Schrijf uit het onderstaande fragment over het Besluit dermatologie en venerologie woordelijk het stuk over dat opent met de woorden "Dit besluit wordt aangehaald" en sluit met "Deventer, secretaris colleges.".

TE LEZEN FRAGMENT
══════

Hoofdstuk D Slotbepalingen

D.1. Overgangsbepaling

Artikel E.1. van het Kaderbesluit CCMS is van overeenkomstige toepassing.

D.2. Publicatie

1. Dit besluit wordt, met uitzondering van de bijlage als bedoeld in artikel B.3., gelijktijdig met het besluit van de Minister, inhoudende de goedkeuring van dit besluit, gepubliceerd in de Staatscourant.

2. In het officiële orgaan van de KNMG wordt mededeling gedaan van dit besluit.

D.3. Inwerkingtreding

1. Dit besluit treedt in werking met ingang van 1 januari 2005.

2. Indien de Staatscourant waarin dit besluit en het goedkeuringsbesluit, bedoeld in artikel D.2., eerste lid, worden geplaatst, wordt uitgegeven na 31 december 2004, treedt dit besluit in werking met ingang van de dag na de datum van uitgifte van de Staatscourant waarin zij wordt geplaatst, en werkt zij terug tot en met 1 januari 2005.

D.4. Citeertitel

Dit besluit wordt aangehaald als: Besluit dermatologie en venerologie.

Utrecht, 26 mei 2004.
C.M.T. Plasmans, voorzitter CCMS.
V.J. Schelfhout-van Deventer, secretaris colleges.

Toelichting

Algemeen

Dit besluit bevat de aanvullende opleidings- en erkenningseisen voor het medisch specialisme dermatologie en venerologie.

Artikelsgewijs

Artikel B.1.

Dit is een nadere invulling van het bepaalde in artikel B.3., eerste lid, van het Kaderbesluit CCMS. Deze duur is een jaar meer dan het minimum van de aanbeveling van de Union Européenne des Médecins Spécialistes (UEMS), en twee jaar langer dan de minimale duur zoals bedoeld in bijlage C bij Richtlijn 93/16/EEG.

══════

Gegevens voor verwijzende uitdrukkingen:
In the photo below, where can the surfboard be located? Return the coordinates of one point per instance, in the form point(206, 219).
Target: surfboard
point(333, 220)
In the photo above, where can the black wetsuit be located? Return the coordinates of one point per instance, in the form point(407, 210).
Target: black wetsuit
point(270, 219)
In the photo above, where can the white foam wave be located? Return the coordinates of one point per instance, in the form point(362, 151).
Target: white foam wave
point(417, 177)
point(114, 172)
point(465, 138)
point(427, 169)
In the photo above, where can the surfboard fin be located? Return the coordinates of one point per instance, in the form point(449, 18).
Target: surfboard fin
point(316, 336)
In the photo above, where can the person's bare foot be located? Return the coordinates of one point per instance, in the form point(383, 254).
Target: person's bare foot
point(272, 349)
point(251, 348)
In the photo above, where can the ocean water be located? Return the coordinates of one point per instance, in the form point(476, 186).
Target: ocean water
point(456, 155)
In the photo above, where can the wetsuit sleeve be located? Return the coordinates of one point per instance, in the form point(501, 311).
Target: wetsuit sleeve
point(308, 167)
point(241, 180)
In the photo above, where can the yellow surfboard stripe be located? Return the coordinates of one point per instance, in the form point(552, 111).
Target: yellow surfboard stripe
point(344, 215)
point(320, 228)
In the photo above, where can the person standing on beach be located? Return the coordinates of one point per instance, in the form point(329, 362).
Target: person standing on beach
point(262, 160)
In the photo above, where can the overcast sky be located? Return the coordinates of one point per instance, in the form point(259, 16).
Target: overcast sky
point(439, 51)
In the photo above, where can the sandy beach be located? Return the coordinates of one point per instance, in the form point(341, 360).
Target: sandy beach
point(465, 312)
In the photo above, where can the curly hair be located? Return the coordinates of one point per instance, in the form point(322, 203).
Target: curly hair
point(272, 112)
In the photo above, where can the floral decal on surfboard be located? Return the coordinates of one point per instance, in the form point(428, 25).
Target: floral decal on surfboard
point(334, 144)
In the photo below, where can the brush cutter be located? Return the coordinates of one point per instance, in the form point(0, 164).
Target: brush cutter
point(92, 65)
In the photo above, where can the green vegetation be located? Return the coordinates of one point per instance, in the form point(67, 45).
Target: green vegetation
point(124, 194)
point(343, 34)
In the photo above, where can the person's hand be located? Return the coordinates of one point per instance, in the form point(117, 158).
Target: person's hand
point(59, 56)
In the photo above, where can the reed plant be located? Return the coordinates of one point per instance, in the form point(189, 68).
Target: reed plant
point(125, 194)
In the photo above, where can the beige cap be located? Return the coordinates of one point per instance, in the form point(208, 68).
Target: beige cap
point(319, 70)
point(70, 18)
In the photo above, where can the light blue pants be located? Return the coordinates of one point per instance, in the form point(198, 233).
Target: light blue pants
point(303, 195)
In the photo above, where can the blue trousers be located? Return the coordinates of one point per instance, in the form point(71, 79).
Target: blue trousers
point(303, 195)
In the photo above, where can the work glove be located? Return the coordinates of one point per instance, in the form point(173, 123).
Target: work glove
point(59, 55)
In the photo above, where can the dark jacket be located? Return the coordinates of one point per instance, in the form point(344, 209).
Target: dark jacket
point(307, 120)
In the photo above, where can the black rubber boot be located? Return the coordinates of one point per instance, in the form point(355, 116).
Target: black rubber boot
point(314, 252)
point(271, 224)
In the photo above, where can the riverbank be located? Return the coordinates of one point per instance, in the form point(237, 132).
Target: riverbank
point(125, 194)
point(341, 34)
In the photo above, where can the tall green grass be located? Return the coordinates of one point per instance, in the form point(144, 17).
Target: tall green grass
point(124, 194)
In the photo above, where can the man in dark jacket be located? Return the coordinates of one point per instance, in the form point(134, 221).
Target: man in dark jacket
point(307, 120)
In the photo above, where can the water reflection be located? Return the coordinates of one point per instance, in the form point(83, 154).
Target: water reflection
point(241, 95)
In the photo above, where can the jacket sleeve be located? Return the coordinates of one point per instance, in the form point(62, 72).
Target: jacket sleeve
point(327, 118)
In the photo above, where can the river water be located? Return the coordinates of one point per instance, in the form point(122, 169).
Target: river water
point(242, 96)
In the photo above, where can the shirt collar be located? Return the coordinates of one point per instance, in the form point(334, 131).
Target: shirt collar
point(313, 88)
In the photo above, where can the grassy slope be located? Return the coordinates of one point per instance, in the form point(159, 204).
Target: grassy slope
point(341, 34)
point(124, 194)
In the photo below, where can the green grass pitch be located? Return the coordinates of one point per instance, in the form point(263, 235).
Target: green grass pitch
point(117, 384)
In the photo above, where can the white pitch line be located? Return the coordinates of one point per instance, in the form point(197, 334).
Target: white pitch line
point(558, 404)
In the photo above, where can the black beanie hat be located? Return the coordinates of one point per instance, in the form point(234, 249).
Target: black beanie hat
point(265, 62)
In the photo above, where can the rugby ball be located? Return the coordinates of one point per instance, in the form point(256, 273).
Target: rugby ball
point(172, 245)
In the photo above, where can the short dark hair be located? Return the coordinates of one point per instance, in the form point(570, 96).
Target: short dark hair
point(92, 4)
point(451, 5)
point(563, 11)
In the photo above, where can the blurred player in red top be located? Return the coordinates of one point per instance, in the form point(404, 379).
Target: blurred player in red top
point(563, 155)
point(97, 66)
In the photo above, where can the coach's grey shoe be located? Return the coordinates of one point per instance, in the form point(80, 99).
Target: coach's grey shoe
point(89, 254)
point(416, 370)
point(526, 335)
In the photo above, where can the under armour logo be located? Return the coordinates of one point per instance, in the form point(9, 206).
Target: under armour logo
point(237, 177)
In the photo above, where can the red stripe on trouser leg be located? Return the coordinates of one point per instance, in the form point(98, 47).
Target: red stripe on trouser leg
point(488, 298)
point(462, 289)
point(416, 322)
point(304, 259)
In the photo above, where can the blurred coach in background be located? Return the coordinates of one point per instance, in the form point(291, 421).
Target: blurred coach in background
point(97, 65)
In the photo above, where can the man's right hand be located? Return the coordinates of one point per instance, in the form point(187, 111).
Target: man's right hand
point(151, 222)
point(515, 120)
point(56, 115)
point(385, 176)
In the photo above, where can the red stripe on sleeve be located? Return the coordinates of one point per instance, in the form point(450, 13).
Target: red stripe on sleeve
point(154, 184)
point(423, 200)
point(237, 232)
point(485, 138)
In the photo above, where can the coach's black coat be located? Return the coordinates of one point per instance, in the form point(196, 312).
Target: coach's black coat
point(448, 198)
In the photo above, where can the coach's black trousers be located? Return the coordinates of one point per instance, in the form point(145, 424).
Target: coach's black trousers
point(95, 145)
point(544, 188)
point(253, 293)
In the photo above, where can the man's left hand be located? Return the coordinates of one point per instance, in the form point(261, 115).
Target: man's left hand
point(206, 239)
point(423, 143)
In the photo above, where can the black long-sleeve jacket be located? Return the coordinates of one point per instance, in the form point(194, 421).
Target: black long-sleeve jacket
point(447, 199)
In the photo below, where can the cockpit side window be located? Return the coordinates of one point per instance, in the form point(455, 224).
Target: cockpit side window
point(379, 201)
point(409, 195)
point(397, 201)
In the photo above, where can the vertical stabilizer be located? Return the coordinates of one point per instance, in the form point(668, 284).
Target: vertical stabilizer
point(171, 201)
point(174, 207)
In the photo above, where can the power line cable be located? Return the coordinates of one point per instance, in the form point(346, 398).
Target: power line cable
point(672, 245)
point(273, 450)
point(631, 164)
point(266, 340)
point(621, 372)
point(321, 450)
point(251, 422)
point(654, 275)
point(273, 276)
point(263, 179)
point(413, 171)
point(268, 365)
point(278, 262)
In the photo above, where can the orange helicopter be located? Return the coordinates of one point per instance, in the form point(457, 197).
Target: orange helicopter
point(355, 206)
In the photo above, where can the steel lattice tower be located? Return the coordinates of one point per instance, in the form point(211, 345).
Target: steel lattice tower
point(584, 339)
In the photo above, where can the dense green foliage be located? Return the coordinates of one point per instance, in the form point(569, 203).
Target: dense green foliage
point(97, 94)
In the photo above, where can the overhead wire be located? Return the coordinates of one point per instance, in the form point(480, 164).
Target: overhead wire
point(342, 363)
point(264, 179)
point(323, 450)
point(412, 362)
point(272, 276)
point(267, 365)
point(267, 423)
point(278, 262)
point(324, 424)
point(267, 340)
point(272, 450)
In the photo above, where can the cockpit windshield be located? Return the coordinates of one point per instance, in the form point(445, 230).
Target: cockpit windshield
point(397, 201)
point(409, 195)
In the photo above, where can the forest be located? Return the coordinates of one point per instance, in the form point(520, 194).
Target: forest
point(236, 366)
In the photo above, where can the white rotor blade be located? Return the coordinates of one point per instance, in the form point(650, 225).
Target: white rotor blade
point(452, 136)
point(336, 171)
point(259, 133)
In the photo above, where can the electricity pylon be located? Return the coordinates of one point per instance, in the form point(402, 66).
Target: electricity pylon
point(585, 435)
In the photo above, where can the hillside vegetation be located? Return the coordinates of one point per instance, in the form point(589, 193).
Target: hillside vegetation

══════

RESULTAAT VAN TAAK
Dit besluit wordt aangehaald als: Besluit dermatologie en venerologie.

Utrecht, 26 mei 2004.
C.M.T. Plasmans, voorzitter CCMS.
V.J. Schelfhout-van Deventer, secretaris colleges.